| REQUIRED ACTIONS |
(1) List every judicial authority mentioned in the text on the protest trial.
(2) Extend the text on the protest trial past its last sentence.

| PROVIDED TEXT |
※
Through the videos, it is clear that the alleged crimes against M.N. do not take place at that time. Furthermore, two witnesses confirm the error of the operator’s camera and, in any case, the forensic police operator himself declared that his camera was settled an hour back due to an error.
Returning to the ordinance of the GIP: here it is first proposed that interpretation that will cover the entire trial. The main argument is that participation in a demonstration implies committing offences. This theory will also be adopted by the court of first and second instance in their decision.
Taking for granted that participation in a protest implies delinquency is not an indicator of a constitutionally-oriented interpretation since protesting makes the right to freedom of assembly effective.
On the contrary – following the judge’s argument – given that the participation as such demonstrates already the necessary elements of the complicity in crime (concorso), it is not necessary to prove the causal link between the psychological or material assistance of the accomplice and the offence.
※
| PROVIDED MATERIAL |

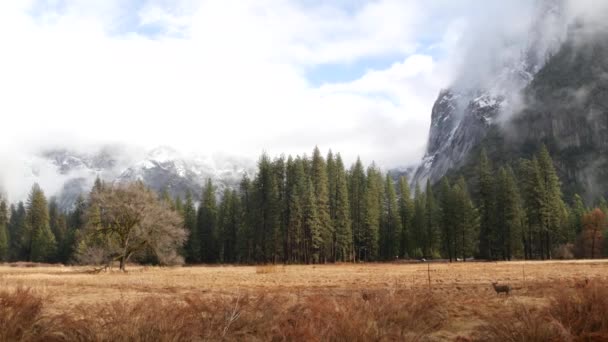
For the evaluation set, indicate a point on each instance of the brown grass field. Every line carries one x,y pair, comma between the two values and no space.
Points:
※
| RESPONSES TO THE EXERCISE |
(1)
- The GIP
- The court of first instance
- The court of second instance
- The judge

(2)
In fact, in the ordinance of the GIP it is stated that:
the participation to similar, imposing and violent clashes necessarily implies and shows the existence, upstream, of a prior acceptance of developments and outcomes detrimental to the physical integrity of others, as a consequence of the event itself, that is not only highly probable but indeed almost inevitable.
For this reason, the judge of the preliminary investigations can go as far as to argue that it is entirely
superfluous to identify the specific object that reached and injured each police officer, as well as the demonstrator who launched it. All the participants in the clashes must account for all (planned or even only foreseeable) crimes committed in that situation in the place where (s)he was.
The same approach is confirmed by the judicial decision of the first instance, where the judge explicitly agrees with
the principle according to which, in order to have liability, evidence of the direct causal derivation of the injury by a defendant’s specific violent action, individually determined, is not at all necessary. It is sufficient that the accused has provided with his conduct a concrete assistance to the aggressive collective action and/or reinforced the criminal other’s purpose.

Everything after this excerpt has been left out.